# iTunes - Pepsi is a FARCE, a LIE, and a SHAME



## solrac (Feb 29, 2004)

Ok, fine... for the first week of February, I didn't mind. Perhaps some stores were slow to get Pepsis in with the iTunes game.

By the second week of February, I was dissappointed.

Now February is over. The contest / game if half-way over. And I have not seen ONE PEPSI AT ALL, with the iTunes game on it.

I live in Southern California, in LA County. Manhattan Beach to be exact. I have gone to the following places, throughout all of February:

- 14 7-11 stores
- 3 Ralphs supermarkets
- a bunch of random liquor stores
- Sav ON
- Vons
- 2 Albertsons

There are NO PEPSIS WITH ITUNES.

NONE.

All I find are Pepsis with some Lakers or Football game on them. I can't believe it if I'm the first person to complain about this. I did find slurpee cups at 7-11 with the iTunes game on them, and I have won 3 songs in iTunes so far. But I don't like slurpees. I like Pepsis, and I thought it would be cool to win free songs since I drink Pepsi anyway.

Why am I so angry?
- I don't get to drink Pepsi and win free songs
- I wasted a LOT of time going around looking for Pepsis
- I was really expecting this, especially considering the numbers: a multimillion dollar superbowl ad, 100 million songs, etc. etc.

Well, whatever. If someone lives around here and knows where some Pepsis are, please email me at solrac@enola.net


----------



## Griffkay (Feb 29, 2004)

there are plenty here in northern NJ


----------



## soulseek (Feb 29, 2004)

dude. relax... 
the money u spent on goin to all the stores would have bought u at least 5-10 songs from iTMS 

if u just wanna haave the bottle a collectible item.. then wait a few days. you will find one eventually !

▸ **INFORMATION SHOWN**
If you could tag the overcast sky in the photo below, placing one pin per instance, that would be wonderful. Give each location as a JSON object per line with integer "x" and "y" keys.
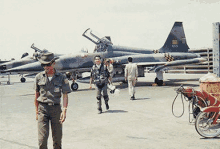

▸ **EXERCISE REQUIREMENTS**
1. In the iTunes Pepsi thread, how many songs does solrac say he has won so far?
2. Pick up the iTunes Pepsi thread right after its final post and continue it.

▸ **SET OF ANSWERS**
1. Three songs.

2.
----------



## adambyte (Feb 29, 2004)

I'm in Orange County, just southish of LA, and we, too, have the damn Laker game going on. it's pretty dang sucky. SUCK SUCK SUCKY. WHere's my free iTunes?

I did buy a slurpee, and get a free song.... but I like Pepsi and Sierra Mist just fine.

GRRRRR


----------



## Giaguara (Feb 29, 2004)

Tell the store owners that you wanted to buy pepsis and that you don't buy anything as they don't have them .. sounds really bad luck. Either no one around theredrinks it (hard to believe) or everyone buys it..?


----------



## Vard (Feb 29, 2004)

My wifes coffee shop here in nowheresville, PA has a crate of them.  Yeah, I hacked a couple to see if the rumors were true...they are, but I haven't purchased any one way or the other, I just wanted to see if you could see, and you can.

Later,
Eddie


----------



## chevy (Feb 29, 2004)

Giaguara said:
			
		

> Tell the store owners that you wanted to buy pepsis and that you don't buy anything as they don't have them .. sounds really bad luck. Either no one around theredrinks it (hard to believe) or everyone buys it..?



Probably some marketing people at Pepsi think that they will sell more Lakers bottles near to LA than iTMS bottles. Are they wrong ?


----------



## WinWord10 (Feb 29, 2004)

They're all over here in the NYC area. I haven't seen a pepsi without the contest label in awhile. Some stores are probably just slow to stock the new bottles.


----------



## speedfreak (Feb 29, 2004)

All over Virginia too and easily hacked!  My friend drinks Pepsi and wins almost every bottle.  Gives the songs to me to get for him and I make him (and me) cd's.


----------



## Ricky (Feb 29, 2004)

No shortage of them here in Colorado Springs..


----------



## DamnDJ (Feb 29, 2004)

I live in Atlanta for goodness sakes (Coca-Cola land) and I've had no problem finding Pepsi bottles with iTunes caps.  So far I've been 4 for 6 in getting a free song. 

You can't blame Pepsi or Apple for a "Farce" and/or a "lie".  Blame your local stores who aren't putting out the goods.


----------



## adambyte (Feb 29, 2004)

Isn't that weird, though? That we should be so slow to get them in a major megalopolis like the LA/OC area?


----------



## drunkmac (Feb 29, 2004)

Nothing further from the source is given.